Written exercise - Pictures do not belong in the copy; transcribe everything else in the records exactly.

Dataset content -
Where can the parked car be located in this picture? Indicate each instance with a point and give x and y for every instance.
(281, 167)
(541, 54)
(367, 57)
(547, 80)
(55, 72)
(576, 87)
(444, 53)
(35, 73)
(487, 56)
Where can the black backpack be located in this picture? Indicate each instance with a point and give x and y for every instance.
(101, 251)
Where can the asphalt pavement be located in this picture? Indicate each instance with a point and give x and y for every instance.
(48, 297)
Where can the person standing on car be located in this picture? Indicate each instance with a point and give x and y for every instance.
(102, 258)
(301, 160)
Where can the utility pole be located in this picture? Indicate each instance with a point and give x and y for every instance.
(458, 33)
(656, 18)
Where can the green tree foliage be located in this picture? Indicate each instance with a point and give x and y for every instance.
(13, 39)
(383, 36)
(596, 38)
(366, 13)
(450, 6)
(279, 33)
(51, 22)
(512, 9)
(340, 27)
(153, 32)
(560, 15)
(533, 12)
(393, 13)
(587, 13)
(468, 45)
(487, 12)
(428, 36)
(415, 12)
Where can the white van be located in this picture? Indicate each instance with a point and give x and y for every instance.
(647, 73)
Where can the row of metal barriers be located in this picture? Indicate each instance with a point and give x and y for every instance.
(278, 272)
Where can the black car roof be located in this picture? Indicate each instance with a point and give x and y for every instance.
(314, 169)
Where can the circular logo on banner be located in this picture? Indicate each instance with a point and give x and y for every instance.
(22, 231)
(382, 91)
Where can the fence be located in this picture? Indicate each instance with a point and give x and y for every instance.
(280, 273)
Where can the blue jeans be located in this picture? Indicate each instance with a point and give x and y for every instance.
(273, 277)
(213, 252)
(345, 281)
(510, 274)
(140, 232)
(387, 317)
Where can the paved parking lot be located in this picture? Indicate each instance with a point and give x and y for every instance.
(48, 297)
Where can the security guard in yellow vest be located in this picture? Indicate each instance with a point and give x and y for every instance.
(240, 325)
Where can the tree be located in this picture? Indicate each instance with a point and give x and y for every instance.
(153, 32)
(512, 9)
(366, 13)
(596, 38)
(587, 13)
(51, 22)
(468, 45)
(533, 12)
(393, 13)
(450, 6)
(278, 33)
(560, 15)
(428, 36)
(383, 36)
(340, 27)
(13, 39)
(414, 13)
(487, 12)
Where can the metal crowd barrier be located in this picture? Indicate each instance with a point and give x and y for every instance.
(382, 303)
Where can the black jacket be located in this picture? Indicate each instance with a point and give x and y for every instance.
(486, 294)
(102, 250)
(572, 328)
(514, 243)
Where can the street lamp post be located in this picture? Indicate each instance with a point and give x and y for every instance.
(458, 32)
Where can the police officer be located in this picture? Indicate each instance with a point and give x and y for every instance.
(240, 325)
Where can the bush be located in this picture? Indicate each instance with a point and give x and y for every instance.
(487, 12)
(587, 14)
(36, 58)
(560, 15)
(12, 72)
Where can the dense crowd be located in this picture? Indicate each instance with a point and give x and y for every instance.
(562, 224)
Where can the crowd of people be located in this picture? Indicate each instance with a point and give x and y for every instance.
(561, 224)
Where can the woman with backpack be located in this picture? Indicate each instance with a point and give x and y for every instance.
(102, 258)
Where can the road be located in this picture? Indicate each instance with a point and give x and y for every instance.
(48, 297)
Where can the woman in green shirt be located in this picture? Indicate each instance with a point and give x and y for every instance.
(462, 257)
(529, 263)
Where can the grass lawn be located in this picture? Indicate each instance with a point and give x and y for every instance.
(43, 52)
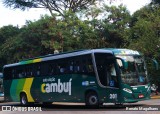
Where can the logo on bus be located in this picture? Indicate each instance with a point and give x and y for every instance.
(57, 87)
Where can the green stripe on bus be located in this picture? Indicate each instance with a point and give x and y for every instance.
(31, 61)
(13, 90)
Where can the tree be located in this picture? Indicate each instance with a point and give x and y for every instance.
(144, 36)
(52, 5)
(115, 25)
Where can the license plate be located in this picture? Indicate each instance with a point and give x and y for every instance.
(140, 95)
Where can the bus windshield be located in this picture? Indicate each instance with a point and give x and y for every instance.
(136, 73)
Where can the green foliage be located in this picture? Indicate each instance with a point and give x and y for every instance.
(111, 27)
(58, 6)
(144, 36)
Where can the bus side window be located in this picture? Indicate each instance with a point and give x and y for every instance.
(29, 71)
(76, 66)
(7, 73)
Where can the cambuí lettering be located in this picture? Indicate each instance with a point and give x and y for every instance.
(57, 87)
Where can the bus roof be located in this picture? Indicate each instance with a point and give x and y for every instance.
(114, 51)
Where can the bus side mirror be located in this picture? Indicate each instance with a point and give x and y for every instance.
(155, 64)
(122, 63)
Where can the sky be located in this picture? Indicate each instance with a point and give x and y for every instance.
(17, 17)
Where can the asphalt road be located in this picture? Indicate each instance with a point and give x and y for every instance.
(80, 108)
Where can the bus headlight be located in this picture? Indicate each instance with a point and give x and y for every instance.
(127, 90)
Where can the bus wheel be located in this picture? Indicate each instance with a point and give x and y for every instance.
(23, 99)
(92, 99)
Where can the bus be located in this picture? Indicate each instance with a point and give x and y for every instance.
(1, 85)
(93, 77)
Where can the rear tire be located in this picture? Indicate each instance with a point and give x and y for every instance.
(92, 100)
(23, 99)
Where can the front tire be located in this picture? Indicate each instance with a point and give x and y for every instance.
(92, 100)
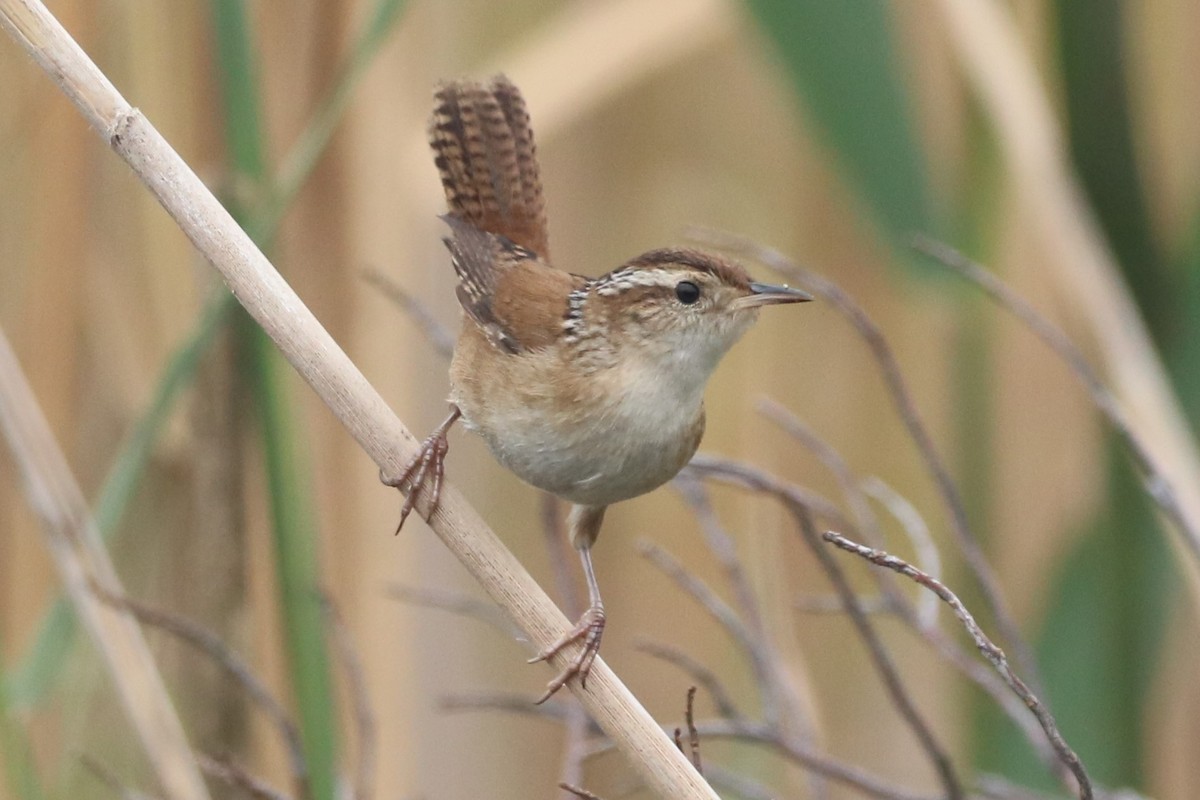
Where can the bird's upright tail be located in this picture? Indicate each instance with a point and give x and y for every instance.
(487, 160)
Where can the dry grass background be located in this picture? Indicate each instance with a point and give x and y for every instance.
(673, 114)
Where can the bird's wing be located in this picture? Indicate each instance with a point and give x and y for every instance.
(487, 161)
(517, 300)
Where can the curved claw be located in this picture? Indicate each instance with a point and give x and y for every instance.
(591, 630)
(430, 461)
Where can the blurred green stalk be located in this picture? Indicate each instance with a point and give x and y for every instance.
(295, 537)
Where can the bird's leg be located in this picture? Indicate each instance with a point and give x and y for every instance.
(585, 524)
(430, 462)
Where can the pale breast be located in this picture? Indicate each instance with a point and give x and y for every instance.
(607, 438)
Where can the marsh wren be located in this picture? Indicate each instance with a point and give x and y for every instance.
(591, 389)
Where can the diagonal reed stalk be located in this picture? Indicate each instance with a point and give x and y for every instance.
(339, 383)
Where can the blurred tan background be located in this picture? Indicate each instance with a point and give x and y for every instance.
(649, 118)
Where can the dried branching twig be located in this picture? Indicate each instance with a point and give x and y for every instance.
(910, 416)
(341, 386)
(994, 655)
(1153, 479)
(703, 677)
(211, 645)
(883, 663)
(693, 734)
(750, 477)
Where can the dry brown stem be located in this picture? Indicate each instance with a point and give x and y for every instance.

Finished exercise -
Where can the parked car be located in this picture? Indicate each instance with a point and give x and y for every instance.
(281, 167)
(541, 54)
(367, 57)
(547, 80)
(55, 72)
(576, 87)
(444, 53)
(35, 73)
(487, 56)
Where can the black backpack be located in this picture? Indicate each instance with a point and give x and y for every instance.
(101, 251)
Where can the asphalt pavement be located in this picture? Indicate each instance with a point and give x and y for every instance.
(48, 297)
Where can the person standing on car be located in this picture? Indicate each instance with a point and give x and y for every instance.
(102, 258)
(301, 160)
Where can the utility pole be located in this picture? Indicate each instance with a point and give x and y for every instance.
(458, 33)
(656, 18)
Where can the green tree foliage be located in this picture? Indicate each instance with a point and give x and y for every instance.
(13, 39)
(383, 36)
(596, 38)
(366, 13)
(450, 6)
(279, 33)
(51, 22)
(512, 9)
(340, 27)
(153, 32)
(560, 15)
(533, 12)
(393, 13)
(587, 13)
(468, 45)
(487, 12)
(428, 36)
(415, 12)
Where can the white van be located in this picture? Indicate each instance with a point and give x and y for every instance.
(647, 73)
Where can the row of metal barriers be located in this picture? Indicate each instance with a point and give x and y for every instance.
(278, 272)
Where can the black car roof be located in this picture? Indicate each instance with a point and give x and y for every instance.
(314, 169)
Where can the circular logo on banner be located in this picture? Indicate each instance with a point and give x and y for every instance.
(22, 231)
(382, 91)
Where can the fence be located in this picture? Indicate each instance with a point and give x and y for every instance.
(280, 273)
Where can the blue jeans be located in this picture? Indicate each instance with a point and give x and y for every instance.
(273, 277)
(213, 252)
(345, 281)
(510, 274)
(140, 232)
(387, 317)
Where can the paved parking lot be located in this picture? Indicate each instance with a point and give x and y for every instance.
(48, 297)
Where can the security guard in yellow vest be located in this picture? Indicate each instance with a point and give x and y for every instance.
(240, 325)
Where can the tree be located in this picture? Indicate each instance with a point and give x and y for every instance.
(153, 32)
(512, 9)
(366, 13)
(596, 38)
(587, 13)
(51, 22)
(468, 45)
(533, 12)
(393, 13)
(450, 6)
(278, 33)
(560, 15)
(428, 36)
(383, 36)
(340, 27)
(13, 39)
(414, 13)
(487, 12)
Where can the metal crowd barrier be located in this picture? Indicate each instance with a point and give x and y for every instance.
(382, 303)
Where can the black jacket be located in this picture? Indicate each instance with a point and give x and y for every instance.
(486, 294)
(102, 250)
(572, 328)
(514, 243)
Where can the street lamp post be located in this picture? Indicate each instance with a point and give x and y for every instance.
(458, 32)
Where can the police officer be located in this picture? Indicate each instance with a point and give x and y for every instance.
(240, 325)
Where can the bush be located in this picture? Indicate each instance with a point and give x and y for every instance.
(487, 12)
(587, 14)
(36, 58)
(560, 15)
(12, 72)
Where can the dense crowd be located in this picture? Indicate each instance with a point and give x and y for every instance.
(562, 224)
Where can the crowd of people be located in this picture? Indicate each instance with a point and give x and y for every instance.
(561, 224)
Where can the woman with backpack be located in this picture? Indicate each instance with a point and give x and y for every instance.
(102, 258)
Where can the road be located in this picture? Indicate each instance with a point and give x and y for every instance.
(48, 297)
Where can the woman in green shirt be located in this picture? Indicate each instance with a point and give x and y for every instance.
(462, 257)
(529, 263)
Where can the grass lawn be located in this picture? Indicate each instance with a point and give x and y for every instance.
(43, 52)
Where can the logo on bus be located in this picture? Indicate each instance with a point and give x and y for every instance.
(57, 87)
Where can the green stripe on bus be located in this picture? Indicate each instance with a point and give x and y for every instance.
(31, 61)
(13, 90)
Where can the tree be located in this picture? Indicate each instance with a point and give x and y for every instance.
(144, 36)
(52, 5)
(115, 25)
Where can the license plate be located in this picture? Indicate each instance with a point and give x and y for every instance.
(140, 95)
Where can the bus windshield be located in this picture? Indicate each instance with a point and give x and y for every instance.
(136, 73)
Where can the green foliage be located in this picture? Indicate each instance with a point and give x and y for every instance.
(111, 27)
(58, 6)
(144, 36)
Where can the bus side window be located in this picture? Indicate each instance with a point and give x and y for every instance.
(29, 71)
(76, 66)
(7, 73)
Where can the cambuí lettering be located in this picture? Indicate each instance with a point and give x and y for every instance.
(57, 87)
Where can the bus roof be located in this picture? Indicate each instance with a point and give x and y for every instance.
(114, 51)
Where can the bus side mirror be located in this picture? Indicate each instance with a point and give x and y for every instance.
(155, 64)
(122, 63)
Where can the sky be located in this picture? Indicate each instance with a point and give x and y for every instance.
(17, 17)
Where can the asphalt road be located in this picture? Indicate each instance with a point and give x and y for every instance.
(80, 108)
Where can the bus headlight be located in this picture? Indicate each instance with a point and give x and y for every instance.
(127, 90)
Where can the bus wheel be located in this picture? Indicate each instance with a point and give x and y for every instance.
(23, 99)
(92, 99)
Where can the bus be located in this picture? Indicate each instance with a point and give x and y for every instance.
(1, 85)
(93, 77)
Where can the rear tire be located in this picture? Indicate each instance with a point and give x and y for every instance.
(92, 100)
(23, 99)
Where can the front tire be located in this picture? Indicate each instance with a point and give x and y for every instance.
(92, 100)
Where can the bird's upright tail be located in this picture? Indicate each instance with a point and give x and y for every instance.
(487, 160)
Where can the dry grass background be located in this picture? Indicate each instance with a point and give x and y for every instance.
(673, 114)
Where can the bird's wing be located in this picture? Indicate each instance with a point and give x and y for every instance.
(487, 161)
(517, 300)
Where can the curved claw be located in this picture? Indicate each instance with a point and give x and y for every instance.
(591, 630)
(430, 461)
Where can the blurred green stalk be located in this picture? Indicate each instance with a point and give x and y for every instance.
(295, 537)
Where can the bird's leg be located in this picture? Indicate each instance with a point and give x and y for every instance.
(585, 524)
(430, 462)
Where can the pale breast be located in this picture? Indicate each instance with a point and give x and y for every instance.
(607, 438)
Where can the marsh wren be located in this picture? Indicate each instance with a point and give x and y for every instance.
(591, 389)
Where can the diagonal reed stalk be located in this picture? Indicate each instance with a point and give x and y for every instance.
(339, 383)
Where can the blurred tan background be located in this picture? Indicate each instance with a point and give x and y for every instance.
(649, 118)
Where can the dried branching twig be located in this picture? Indicate each instance with a point and give x and y for every instance.
(910, 416)
(341, 386)
(994, 655)
(1153, 479)
(703, 677)
(211, 645)
(883, 663)
(693, 734)
(750, 477)
Where can the dry brown stem be located in this picture? Indicate each instance with a point and give x and y for every instance.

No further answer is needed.